» **Region pointing data**:
:::::

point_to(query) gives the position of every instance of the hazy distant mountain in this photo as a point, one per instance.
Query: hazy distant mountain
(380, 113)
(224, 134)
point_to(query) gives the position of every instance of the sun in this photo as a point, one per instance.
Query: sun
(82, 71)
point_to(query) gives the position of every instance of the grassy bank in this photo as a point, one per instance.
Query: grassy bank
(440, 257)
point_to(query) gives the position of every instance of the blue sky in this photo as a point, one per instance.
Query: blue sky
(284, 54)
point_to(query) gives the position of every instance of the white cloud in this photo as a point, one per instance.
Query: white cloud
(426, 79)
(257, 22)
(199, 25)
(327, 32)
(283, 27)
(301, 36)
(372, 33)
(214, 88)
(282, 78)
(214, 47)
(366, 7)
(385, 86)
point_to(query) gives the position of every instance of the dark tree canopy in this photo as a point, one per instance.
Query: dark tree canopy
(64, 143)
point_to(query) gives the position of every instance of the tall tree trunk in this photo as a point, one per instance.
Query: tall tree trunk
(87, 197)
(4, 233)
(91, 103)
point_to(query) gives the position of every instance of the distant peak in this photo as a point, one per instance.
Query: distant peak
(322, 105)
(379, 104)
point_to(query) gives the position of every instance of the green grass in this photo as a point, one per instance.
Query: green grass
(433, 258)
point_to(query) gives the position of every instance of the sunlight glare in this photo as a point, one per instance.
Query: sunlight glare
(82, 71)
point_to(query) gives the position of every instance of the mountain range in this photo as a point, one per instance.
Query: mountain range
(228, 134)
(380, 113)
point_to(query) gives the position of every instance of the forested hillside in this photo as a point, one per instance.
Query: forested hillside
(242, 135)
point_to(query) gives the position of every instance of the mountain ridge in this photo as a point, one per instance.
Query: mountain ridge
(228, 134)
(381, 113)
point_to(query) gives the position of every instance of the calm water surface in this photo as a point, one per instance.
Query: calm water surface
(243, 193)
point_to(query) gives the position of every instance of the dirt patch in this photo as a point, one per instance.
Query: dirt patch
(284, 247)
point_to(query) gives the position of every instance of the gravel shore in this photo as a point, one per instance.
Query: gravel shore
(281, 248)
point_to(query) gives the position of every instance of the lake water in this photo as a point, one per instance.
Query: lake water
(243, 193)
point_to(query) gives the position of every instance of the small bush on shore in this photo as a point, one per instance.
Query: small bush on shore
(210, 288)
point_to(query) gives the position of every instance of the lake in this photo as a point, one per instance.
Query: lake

:::::

» **WHAT THE EXERCISE ASKS**: Copy out, word for word, the part of the entries above that begins at the line with "of the white" and ends at the line with "point_to(query) gives the position of every instance of the calm", including both.

» **ANSWER SPACE**:
point_to(query) gives the position of every instance of the white cloud in this photo as a point, one per instance.
Query: white cloud
(426, 79)
(257, 22)
(199, 25)
(327, 32)
(283, 27)
(301, 36)
(372, 33)
(214, 88)
(282, 78)
(214, 47)
(366, 7)
(385, 86)
point_to(query) gives the position of every instance of the dark tree canopy in this photo as a point, one per instance.
Query: dark tree canopy
(64, 143)
point_to(query) gives the position of every instance of the tall tree trunk in this photo as a point, one per instance.
Query: tall tree trunk
(87, 197)
(4, 233)
(91, 103)
point_to(query) gives the position of every instance of the distant peak in this photo as a point, one per instance.
Query: distant peak
(322, 105)
(379, 104)
point_to(query) gives the position of every instance of the green grass in this photo as a point, one per instance.
Query: green grass
(433, 258)
point_to(query) gives the position of every instance of the sunlight glare in this photo as a point, one per instance.
Query: sunlight glare
(82, 71)
point_to(query) gives the position of every instance of the mountain range in this photo as a point, one per instance.
Query: mountain range
(228, 134)
(380, 113)
point_to(query) gives the position of every instance of the forested hillside in this photo as a point, one per instance.
Query: forested hillside
(242, 135)
point_to(query) gives the position of every instance of the mountain ridge in this photo as a point, one per instance.
Query: mountain ridge
(228, 134)
(381, 113)
point_to(query) gives the position of every instance of the calm water surface in this photo as a point, one per instance.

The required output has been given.